Count how many lines in the records below contain the string "sample". Reply with the number only.

» EXTRACTED MATERIAL
- - -
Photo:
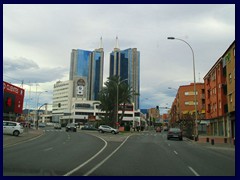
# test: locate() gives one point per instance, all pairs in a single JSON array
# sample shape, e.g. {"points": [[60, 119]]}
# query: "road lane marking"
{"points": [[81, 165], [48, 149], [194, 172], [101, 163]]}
- - -
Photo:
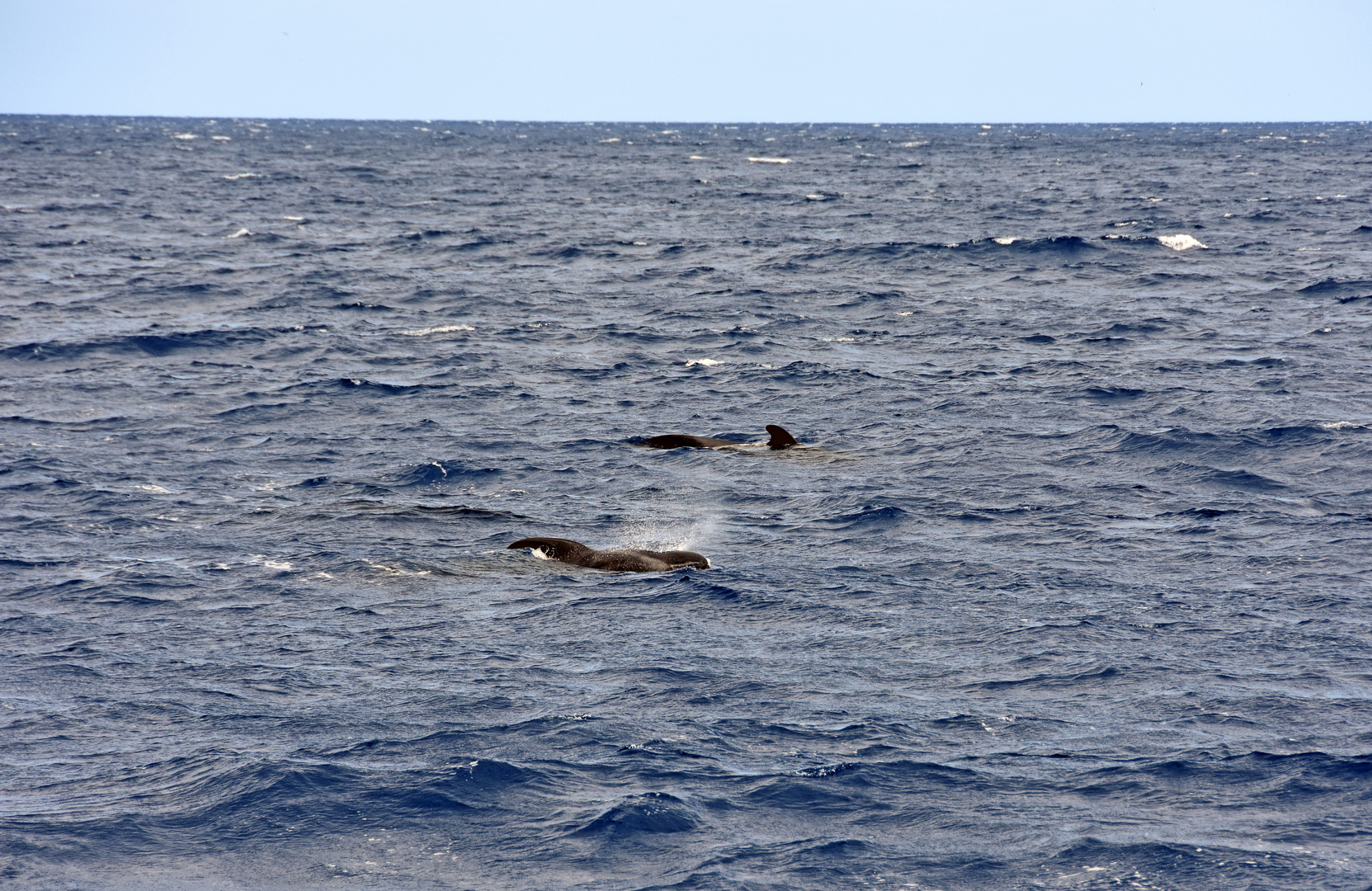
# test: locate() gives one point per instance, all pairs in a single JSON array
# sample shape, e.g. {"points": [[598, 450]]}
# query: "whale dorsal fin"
- - -
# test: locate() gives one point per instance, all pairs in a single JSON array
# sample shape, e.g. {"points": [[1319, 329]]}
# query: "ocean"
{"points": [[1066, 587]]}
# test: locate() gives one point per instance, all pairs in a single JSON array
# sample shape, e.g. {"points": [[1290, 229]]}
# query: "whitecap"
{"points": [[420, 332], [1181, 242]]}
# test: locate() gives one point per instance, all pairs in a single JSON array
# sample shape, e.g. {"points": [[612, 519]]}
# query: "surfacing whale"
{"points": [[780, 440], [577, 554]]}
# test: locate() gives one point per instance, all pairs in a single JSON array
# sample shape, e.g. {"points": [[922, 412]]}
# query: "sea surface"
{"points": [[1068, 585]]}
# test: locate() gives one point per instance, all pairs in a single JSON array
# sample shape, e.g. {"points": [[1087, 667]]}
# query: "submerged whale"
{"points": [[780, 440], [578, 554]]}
- - -
» ANSWER FOR THIS EXERCISE
7